▸ Données fournies

-*-*-

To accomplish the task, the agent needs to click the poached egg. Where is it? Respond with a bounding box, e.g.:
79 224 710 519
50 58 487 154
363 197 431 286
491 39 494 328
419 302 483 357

-*-*-

▸ Travail demandé
Recopiez la liste en substituant « boiled egg » à « poached egg », sans rien modifier d'autre.

▸ Corrigé
To accomplish the task, the agent needs to click the boiled egg. Where is it? Respond with a bounding box, e.g.:
79 224 710 519
50 58 487 154
363 197 431 286
491 39 494 328
419 302 483 357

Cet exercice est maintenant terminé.